* 题目 *
从第一行开始，到含有"0, 0, 120, 46"的那一行结束（首尾两行都算），把这些行逐一重写，不得遗漏；答案中的每个边界框坐标值都偏移加上132，其余内容照原样保留。
☆ ☆ ☆
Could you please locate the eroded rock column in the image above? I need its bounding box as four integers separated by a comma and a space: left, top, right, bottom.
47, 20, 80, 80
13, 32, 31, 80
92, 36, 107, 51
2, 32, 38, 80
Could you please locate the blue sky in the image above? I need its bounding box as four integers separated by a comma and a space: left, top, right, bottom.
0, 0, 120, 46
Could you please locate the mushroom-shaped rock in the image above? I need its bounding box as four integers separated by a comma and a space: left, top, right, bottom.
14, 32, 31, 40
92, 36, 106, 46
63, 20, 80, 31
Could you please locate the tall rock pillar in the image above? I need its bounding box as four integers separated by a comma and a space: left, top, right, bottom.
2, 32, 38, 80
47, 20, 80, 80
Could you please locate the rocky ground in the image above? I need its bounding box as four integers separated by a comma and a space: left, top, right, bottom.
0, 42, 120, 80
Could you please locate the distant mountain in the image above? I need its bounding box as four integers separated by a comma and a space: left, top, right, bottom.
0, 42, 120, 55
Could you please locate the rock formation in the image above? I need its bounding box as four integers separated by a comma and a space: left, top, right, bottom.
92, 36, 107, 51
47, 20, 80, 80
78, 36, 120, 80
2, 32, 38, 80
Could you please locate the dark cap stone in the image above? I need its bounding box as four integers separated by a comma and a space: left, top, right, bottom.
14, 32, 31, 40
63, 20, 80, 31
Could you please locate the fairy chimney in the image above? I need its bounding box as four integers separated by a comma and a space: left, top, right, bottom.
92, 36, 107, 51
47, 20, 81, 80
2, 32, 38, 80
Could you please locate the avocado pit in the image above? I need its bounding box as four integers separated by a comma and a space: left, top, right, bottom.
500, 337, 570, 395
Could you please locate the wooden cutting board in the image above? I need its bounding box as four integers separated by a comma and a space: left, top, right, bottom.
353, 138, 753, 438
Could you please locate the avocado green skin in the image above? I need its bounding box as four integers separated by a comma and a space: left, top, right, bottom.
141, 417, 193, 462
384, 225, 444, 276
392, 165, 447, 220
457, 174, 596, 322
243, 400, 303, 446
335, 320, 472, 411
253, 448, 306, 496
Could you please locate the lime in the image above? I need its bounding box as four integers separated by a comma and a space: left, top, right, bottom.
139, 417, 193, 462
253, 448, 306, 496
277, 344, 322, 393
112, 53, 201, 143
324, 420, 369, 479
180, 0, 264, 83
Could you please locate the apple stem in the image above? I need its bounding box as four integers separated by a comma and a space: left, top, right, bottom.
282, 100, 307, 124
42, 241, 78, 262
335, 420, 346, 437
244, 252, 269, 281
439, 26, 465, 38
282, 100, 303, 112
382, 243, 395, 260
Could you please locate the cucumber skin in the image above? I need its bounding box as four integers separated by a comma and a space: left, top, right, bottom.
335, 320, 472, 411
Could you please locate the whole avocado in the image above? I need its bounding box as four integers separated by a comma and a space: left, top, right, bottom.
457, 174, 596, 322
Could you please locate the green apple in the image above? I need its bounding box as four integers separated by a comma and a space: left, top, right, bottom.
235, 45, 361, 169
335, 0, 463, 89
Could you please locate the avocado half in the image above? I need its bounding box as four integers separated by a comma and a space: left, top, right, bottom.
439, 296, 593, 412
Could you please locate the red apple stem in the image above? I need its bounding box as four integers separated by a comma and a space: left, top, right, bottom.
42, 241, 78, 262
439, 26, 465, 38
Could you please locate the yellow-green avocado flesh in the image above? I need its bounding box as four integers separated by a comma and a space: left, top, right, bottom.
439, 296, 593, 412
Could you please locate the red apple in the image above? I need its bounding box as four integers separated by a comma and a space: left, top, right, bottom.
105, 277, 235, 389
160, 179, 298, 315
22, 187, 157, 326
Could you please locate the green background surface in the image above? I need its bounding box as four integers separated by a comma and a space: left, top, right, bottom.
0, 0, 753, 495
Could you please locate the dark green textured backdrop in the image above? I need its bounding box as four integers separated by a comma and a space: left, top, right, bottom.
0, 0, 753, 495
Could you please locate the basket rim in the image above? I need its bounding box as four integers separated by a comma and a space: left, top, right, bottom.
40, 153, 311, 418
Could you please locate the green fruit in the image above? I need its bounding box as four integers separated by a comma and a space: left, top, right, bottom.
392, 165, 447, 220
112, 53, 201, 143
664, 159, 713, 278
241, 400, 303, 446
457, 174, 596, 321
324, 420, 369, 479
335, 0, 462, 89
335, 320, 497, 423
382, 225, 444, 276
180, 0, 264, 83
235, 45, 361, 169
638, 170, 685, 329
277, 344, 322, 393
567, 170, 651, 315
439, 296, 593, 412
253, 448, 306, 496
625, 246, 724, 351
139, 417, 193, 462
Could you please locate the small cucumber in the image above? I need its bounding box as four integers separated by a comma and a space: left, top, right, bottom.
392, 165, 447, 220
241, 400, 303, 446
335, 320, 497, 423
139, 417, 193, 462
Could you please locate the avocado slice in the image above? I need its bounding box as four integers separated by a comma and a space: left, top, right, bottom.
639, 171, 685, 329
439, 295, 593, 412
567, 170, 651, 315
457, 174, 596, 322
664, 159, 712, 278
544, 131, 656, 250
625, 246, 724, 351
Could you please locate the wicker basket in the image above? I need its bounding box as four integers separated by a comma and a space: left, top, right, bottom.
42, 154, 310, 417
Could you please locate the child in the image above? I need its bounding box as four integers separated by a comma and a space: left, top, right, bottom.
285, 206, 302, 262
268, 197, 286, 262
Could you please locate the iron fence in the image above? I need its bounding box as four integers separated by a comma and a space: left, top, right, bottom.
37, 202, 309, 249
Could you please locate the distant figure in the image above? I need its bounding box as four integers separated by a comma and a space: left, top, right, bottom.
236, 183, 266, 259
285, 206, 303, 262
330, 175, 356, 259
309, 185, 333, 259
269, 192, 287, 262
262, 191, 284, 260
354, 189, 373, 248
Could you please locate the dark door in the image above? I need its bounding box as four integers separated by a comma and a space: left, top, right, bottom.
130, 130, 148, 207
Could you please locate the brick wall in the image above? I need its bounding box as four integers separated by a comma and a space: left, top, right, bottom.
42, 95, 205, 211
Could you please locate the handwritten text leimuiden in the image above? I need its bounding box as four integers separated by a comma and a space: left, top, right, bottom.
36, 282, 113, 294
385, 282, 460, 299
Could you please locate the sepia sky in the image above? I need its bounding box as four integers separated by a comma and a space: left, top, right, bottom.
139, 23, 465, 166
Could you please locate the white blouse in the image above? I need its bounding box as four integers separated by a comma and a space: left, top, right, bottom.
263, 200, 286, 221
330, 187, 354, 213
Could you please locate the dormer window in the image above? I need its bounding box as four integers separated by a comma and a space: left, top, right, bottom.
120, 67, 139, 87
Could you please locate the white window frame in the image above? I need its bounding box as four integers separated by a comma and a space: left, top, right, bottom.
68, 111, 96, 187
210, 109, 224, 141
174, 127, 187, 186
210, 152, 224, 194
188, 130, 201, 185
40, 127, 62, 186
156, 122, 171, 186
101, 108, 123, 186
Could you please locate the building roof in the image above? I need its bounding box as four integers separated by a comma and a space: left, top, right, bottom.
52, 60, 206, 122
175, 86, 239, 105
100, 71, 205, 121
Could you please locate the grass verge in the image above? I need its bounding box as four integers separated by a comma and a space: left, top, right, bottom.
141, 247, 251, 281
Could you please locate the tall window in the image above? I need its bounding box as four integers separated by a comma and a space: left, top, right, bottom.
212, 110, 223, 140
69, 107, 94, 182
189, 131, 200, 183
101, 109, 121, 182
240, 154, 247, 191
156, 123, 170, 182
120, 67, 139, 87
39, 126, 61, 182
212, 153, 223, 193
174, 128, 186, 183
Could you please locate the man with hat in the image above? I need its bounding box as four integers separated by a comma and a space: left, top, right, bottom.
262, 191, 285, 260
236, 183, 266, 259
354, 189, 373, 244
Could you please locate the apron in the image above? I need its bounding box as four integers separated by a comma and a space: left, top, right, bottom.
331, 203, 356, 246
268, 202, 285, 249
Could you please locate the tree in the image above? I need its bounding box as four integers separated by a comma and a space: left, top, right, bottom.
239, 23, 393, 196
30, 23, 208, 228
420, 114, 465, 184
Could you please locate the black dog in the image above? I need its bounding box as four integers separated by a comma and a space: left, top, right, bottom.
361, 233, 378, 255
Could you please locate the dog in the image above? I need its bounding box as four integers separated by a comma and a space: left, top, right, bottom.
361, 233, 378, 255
☆ ☆ ☆
* 本题答案 *
Could you please locate the eroded rock column in the image above? I need its bounding box as four integers separated by a comma and a space: left, top, right, bottom.
179, 152, 212, 212
145, 164, 163, 212
224, 168, 239, 183
134, 164, 170, 212
Could you please locate the blue sky in the image above? I need its bounding box as four integers separated by a comma and a space: left, top, right, bottom.
132, 132, 252, 178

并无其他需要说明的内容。